= AIM =
Write out the rows below exactly as they stand, from the line containing "Target | dark trousers" through the line containing "x=178 y=111", both included, and nothing else.

= TASK DATA =
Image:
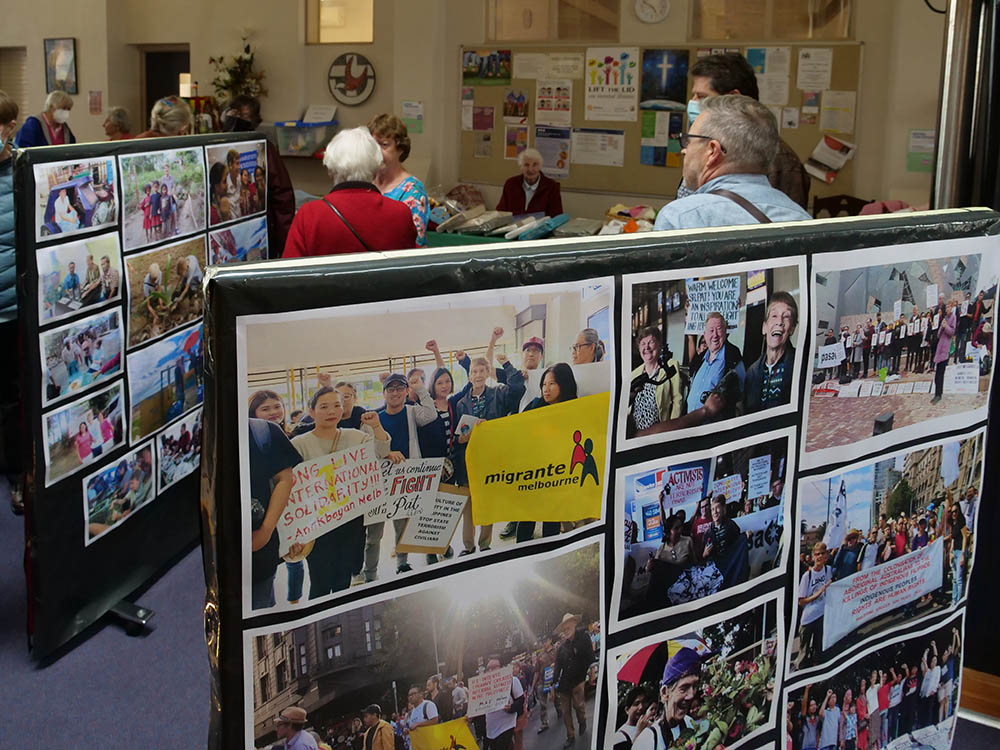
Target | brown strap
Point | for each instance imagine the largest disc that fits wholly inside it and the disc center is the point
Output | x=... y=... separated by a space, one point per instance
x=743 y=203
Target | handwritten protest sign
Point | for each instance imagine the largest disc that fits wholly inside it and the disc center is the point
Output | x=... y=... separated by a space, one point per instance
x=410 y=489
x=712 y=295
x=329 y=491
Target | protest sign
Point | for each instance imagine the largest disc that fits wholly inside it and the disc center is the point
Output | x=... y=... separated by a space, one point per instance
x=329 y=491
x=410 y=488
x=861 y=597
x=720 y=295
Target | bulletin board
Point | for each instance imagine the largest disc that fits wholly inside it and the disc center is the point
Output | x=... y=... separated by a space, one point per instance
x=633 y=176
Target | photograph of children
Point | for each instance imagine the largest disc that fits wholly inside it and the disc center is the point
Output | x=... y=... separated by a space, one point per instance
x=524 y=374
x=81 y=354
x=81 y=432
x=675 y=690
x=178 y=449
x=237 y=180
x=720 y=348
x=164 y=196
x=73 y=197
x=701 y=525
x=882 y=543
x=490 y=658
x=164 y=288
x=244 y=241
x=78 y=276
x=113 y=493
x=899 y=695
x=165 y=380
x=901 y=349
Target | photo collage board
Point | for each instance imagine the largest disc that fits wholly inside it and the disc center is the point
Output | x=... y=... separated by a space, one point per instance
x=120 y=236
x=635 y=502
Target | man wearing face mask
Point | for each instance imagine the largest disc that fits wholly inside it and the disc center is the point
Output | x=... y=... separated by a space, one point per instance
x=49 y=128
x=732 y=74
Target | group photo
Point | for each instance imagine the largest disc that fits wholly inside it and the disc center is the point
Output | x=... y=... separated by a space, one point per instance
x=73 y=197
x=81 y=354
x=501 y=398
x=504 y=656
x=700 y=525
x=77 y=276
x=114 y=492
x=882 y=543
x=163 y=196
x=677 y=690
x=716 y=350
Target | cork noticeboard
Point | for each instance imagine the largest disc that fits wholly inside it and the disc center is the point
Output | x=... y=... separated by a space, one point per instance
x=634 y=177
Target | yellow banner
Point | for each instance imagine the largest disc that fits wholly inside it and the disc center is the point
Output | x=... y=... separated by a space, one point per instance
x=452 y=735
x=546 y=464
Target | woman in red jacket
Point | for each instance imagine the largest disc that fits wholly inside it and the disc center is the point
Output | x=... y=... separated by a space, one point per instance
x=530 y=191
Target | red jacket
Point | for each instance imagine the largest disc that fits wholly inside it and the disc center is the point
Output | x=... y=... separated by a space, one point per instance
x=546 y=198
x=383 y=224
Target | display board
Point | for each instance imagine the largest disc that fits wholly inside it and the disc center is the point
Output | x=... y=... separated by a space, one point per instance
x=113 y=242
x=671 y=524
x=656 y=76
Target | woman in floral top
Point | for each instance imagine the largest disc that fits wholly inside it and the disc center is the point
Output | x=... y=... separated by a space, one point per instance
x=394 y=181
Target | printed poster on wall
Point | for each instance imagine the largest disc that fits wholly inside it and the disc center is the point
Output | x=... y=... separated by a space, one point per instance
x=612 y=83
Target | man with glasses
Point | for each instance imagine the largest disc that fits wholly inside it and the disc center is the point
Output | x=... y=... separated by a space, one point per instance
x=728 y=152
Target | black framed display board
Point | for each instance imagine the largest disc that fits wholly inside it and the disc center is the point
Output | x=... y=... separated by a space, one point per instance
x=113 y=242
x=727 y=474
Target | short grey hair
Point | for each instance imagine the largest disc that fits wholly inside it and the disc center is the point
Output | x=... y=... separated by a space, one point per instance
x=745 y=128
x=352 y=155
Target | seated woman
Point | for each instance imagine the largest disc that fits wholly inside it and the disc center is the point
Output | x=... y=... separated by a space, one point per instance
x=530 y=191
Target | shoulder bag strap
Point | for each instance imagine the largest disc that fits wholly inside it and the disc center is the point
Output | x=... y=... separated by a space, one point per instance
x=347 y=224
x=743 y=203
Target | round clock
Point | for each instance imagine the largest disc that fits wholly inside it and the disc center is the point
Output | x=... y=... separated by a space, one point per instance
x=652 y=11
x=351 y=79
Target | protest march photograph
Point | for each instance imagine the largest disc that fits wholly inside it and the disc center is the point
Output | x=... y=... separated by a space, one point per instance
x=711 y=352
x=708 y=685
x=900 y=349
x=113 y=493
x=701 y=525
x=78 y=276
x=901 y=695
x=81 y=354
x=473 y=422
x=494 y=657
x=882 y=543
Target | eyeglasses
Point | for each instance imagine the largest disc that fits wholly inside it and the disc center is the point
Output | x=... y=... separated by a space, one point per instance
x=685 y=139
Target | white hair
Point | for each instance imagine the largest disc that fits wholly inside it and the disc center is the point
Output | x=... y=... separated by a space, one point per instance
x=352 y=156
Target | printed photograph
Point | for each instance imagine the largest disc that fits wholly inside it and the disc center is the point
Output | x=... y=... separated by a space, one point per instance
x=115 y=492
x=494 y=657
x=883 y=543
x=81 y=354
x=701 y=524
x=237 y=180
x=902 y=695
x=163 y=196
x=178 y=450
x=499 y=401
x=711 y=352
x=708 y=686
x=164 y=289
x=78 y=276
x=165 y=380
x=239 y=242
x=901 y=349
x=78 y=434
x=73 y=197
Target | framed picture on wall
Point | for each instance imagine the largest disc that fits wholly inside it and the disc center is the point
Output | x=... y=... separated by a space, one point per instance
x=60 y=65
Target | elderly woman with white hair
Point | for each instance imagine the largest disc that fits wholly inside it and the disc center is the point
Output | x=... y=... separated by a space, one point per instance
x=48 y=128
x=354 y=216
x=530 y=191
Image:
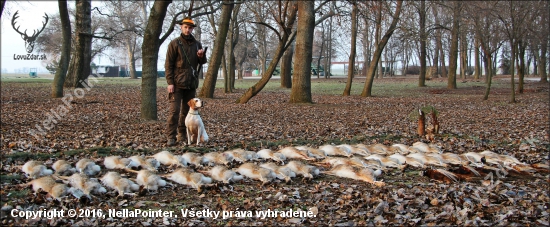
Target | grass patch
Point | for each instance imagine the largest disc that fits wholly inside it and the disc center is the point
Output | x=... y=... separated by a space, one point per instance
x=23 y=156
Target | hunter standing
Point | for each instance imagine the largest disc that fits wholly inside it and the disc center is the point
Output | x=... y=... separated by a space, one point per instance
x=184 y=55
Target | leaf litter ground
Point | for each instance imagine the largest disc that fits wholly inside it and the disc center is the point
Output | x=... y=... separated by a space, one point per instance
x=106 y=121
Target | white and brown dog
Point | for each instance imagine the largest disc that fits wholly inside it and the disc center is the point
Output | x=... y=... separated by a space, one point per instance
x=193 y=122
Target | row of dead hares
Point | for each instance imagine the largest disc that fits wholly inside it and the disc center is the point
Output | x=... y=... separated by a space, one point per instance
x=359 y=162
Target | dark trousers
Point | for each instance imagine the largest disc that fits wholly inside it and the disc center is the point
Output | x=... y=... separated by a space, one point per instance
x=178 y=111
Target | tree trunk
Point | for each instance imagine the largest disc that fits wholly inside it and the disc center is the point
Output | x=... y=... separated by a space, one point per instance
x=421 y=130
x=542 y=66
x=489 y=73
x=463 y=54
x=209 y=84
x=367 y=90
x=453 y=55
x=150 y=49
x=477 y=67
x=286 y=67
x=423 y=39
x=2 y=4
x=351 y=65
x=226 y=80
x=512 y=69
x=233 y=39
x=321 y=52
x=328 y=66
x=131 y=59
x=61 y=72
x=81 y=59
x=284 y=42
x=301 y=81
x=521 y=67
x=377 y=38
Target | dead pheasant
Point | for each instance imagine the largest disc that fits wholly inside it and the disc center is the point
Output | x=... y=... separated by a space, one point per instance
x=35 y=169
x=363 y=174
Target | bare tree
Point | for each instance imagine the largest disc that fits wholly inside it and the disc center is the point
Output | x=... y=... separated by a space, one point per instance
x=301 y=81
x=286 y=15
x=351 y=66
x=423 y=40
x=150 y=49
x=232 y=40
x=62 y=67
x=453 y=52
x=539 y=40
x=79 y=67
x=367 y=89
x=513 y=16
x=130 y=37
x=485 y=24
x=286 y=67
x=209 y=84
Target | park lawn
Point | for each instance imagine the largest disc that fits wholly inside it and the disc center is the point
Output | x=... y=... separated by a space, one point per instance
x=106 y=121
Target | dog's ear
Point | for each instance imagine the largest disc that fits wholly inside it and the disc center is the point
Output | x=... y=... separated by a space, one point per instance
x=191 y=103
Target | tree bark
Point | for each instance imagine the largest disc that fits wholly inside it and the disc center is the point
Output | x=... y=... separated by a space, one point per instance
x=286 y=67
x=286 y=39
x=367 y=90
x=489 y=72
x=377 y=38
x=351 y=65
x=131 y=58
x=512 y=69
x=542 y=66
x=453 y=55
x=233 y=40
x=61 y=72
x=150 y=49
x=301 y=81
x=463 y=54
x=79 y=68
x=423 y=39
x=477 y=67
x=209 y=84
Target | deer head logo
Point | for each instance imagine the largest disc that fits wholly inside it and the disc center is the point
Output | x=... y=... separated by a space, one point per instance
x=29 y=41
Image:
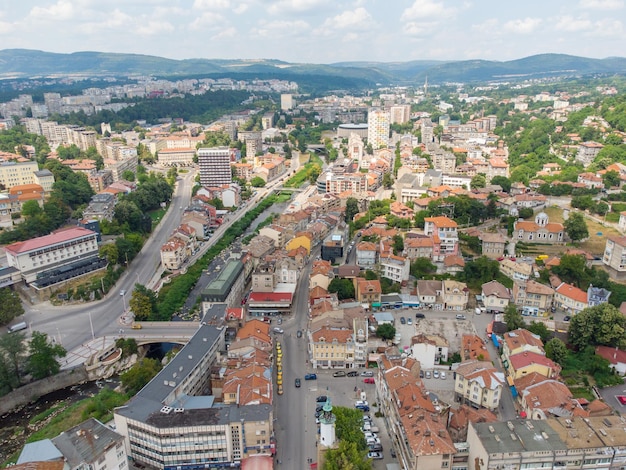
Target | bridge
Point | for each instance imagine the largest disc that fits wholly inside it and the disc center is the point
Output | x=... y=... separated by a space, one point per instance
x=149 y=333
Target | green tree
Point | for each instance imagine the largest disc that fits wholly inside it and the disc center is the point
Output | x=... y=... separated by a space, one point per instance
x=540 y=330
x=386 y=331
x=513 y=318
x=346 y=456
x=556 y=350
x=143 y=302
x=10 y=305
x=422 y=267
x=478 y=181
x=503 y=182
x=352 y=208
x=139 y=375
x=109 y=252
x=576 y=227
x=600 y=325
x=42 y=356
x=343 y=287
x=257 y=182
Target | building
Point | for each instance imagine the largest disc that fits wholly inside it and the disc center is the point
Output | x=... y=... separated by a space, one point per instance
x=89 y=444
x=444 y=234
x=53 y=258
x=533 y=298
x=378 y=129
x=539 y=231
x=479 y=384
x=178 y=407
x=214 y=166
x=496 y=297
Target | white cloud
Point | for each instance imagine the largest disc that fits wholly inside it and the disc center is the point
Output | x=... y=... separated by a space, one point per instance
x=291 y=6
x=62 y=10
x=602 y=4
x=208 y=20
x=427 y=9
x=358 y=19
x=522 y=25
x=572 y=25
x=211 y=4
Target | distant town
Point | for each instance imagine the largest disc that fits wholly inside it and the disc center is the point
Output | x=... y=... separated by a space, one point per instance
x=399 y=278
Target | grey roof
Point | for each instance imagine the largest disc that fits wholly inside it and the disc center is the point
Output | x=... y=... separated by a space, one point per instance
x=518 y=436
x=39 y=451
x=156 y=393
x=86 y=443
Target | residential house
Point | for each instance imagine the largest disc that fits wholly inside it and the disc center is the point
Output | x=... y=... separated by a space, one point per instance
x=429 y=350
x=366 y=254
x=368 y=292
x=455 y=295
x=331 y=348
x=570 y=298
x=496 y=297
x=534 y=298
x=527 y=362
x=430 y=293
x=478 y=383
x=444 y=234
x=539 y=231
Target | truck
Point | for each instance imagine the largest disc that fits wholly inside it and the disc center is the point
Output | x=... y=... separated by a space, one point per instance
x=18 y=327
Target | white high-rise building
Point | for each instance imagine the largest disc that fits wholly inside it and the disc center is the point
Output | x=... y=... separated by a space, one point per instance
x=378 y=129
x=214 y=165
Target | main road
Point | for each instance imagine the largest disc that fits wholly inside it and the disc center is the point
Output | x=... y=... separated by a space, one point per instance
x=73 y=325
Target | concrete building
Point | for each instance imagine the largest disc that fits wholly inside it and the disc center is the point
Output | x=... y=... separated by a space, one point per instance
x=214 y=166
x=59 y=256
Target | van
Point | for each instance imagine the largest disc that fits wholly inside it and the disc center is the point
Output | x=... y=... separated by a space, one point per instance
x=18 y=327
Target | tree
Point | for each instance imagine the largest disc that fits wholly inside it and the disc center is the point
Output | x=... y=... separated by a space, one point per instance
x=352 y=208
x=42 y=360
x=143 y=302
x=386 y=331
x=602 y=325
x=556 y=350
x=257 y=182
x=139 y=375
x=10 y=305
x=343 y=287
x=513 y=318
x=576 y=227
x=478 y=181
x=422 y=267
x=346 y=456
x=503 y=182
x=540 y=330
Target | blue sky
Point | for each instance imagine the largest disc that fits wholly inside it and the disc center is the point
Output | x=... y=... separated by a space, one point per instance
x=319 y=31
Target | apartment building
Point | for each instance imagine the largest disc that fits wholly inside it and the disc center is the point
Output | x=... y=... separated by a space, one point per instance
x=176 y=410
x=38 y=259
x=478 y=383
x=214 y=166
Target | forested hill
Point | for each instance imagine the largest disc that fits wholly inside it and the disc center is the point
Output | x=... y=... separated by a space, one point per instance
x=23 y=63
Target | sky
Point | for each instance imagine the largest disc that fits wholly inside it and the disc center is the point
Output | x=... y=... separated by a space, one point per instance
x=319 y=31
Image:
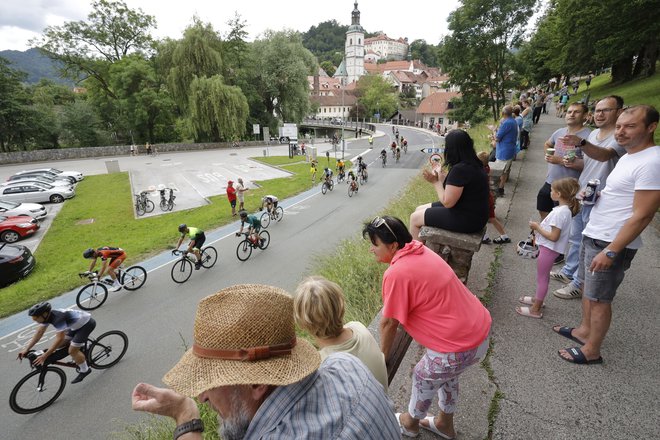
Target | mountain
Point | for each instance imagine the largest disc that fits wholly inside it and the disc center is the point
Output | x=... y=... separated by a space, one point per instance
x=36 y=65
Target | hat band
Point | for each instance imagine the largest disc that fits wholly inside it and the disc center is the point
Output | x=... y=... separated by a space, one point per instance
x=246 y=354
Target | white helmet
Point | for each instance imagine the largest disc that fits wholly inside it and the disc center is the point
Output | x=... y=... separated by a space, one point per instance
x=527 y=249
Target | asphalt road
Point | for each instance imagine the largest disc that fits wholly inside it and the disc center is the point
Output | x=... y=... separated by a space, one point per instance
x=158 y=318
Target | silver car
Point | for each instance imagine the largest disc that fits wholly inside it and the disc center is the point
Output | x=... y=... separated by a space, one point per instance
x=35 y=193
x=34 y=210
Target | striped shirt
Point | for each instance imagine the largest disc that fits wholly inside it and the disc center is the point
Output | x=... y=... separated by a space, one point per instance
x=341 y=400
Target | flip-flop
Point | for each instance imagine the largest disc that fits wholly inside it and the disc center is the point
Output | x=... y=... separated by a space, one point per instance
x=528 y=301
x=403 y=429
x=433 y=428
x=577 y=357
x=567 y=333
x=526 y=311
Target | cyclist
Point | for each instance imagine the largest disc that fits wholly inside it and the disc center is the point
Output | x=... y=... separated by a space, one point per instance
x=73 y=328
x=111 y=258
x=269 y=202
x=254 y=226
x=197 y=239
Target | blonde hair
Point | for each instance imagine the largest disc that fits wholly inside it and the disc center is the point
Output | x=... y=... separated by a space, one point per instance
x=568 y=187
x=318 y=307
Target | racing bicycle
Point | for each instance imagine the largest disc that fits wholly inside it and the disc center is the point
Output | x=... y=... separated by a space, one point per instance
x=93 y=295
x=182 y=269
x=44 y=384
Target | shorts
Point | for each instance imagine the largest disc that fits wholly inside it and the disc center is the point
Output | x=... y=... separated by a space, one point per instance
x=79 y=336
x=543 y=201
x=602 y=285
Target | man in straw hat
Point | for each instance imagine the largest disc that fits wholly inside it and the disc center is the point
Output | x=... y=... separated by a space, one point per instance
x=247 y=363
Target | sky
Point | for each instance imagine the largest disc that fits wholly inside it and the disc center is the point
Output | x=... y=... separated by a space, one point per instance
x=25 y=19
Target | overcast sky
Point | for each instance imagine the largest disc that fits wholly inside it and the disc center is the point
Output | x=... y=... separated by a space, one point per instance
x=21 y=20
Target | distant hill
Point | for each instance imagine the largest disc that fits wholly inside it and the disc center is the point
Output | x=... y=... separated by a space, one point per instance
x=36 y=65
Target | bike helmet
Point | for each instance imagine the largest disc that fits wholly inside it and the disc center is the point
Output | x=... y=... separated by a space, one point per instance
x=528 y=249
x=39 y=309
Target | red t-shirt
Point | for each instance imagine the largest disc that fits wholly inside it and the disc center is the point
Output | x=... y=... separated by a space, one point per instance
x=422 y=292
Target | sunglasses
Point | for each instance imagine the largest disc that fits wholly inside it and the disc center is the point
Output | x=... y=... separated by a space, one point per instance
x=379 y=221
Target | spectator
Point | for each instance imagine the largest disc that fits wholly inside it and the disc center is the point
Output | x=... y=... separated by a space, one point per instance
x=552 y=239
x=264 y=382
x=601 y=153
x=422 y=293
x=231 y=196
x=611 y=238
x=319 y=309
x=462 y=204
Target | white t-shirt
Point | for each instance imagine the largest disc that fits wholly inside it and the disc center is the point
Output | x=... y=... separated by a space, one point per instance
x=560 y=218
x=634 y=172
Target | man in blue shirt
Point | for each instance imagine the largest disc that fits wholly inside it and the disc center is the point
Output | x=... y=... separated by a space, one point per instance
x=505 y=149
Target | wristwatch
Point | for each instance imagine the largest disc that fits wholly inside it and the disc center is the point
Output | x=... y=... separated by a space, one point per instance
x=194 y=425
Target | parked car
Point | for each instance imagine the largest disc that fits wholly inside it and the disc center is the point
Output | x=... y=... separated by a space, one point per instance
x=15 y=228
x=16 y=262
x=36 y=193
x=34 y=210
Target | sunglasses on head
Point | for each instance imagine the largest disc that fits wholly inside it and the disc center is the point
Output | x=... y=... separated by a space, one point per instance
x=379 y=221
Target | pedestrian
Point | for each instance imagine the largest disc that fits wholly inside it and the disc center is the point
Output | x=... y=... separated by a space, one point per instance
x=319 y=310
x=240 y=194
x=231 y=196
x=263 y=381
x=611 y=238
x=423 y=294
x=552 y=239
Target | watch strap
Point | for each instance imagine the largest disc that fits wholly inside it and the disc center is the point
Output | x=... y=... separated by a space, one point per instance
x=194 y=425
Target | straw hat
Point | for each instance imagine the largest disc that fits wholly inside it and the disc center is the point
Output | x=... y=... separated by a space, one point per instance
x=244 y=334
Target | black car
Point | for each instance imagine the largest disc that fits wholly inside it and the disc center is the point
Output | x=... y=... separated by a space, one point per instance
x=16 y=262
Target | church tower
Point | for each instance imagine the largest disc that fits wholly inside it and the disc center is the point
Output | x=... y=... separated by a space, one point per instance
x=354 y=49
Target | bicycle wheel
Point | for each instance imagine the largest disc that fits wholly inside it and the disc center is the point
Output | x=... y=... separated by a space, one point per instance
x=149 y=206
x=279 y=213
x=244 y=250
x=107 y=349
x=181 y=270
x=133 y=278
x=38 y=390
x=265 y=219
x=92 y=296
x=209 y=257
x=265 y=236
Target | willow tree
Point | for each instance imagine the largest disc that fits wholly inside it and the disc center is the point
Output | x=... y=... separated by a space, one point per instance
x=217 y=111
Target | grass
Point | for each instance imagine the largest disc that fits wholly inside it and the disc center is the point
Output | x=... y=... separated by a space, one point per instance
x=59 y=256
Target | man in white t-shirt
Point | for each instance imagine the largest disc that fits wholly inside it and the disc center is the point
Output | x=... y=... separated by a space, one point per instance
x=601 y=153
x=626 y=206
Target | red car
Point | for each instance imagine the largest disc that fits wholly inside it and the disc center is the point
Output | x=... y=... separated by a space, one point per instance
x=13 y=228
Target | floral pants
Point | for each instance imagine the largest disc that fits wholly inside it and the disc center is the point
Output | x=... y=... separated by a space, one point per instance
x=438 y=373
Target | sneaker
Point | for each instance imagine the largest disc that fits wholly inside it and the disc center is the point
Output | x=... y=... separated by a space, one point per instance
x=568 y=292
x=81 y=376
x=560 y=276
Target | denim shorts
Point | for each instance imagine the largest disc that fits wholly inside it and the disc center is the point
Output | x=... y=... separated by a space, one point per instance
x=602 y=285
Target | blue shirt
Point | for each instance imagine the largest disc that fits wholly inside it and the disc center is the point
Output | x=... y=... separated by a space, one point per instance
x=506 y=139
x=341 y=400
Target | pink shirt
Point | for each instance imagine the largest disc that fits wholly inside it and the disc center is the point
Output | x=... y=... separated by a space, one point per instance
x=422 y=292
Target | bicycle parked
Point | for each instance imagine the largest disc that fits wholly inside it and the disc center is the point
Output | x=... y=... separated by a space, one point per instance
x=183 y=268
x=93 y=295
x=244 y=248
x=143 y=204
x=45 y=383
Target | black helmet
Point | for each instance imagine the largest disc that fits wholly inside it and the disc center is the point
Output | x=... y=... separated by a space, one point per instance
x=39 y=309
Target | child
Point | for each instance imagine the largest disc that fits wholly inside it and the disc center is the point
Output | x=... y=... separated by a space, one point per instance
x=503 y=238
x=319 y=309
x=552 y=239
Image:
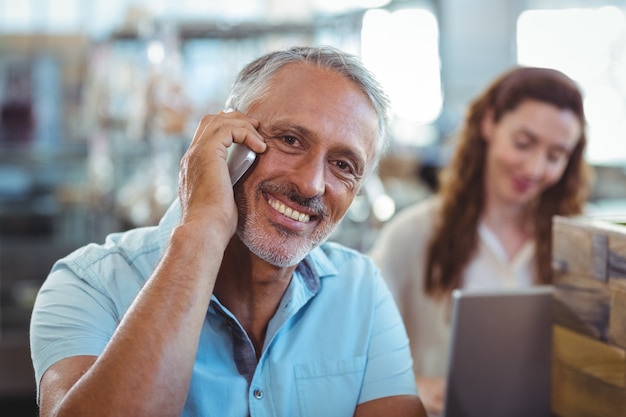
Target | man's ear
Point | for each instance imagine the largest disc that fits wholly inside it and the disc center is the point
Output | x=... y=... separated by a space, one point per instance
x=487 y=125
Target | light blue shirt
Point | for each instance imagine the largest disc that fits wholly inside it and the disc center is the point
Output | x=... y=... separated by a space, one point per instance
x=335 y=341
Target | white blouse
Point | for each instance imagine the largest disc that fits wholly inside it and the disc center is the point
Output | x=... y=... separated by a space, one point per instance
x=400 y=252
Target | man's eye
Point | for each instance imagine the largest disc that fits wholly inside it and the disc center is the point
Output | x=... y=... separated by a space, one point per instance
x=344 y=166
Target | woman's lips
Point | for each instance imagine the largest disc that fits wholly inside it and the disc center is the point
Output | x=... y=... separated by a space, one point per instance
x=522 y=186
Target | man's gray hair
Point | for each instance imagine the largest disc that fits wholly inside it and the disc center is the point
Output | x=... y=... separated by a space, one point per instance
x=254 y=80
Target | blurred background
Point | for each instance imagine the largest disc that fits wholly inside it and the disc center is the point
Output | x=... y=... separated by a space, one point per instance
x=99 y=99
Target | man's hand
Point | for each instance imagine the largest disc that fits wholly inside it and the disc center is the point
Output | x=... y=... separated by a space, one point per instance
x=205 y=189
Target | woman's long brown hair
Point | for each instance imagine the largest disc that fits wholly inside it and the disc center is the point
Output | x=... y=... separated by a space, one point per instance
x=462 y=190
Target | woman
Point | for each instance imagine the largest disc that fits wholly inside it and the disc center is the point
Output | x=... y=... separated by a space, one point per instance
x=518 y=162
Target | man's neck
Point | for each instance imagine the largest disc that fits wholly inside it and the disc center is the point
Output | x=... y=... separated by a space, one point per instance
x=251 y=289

= TASK ANSWER =
Target | dark trousers
Point | for each instance imagine the largest disc that fits wholly inside it and the disc center is the point
Output | x=... y=... separated by a space, one point per instance
x=178 y=111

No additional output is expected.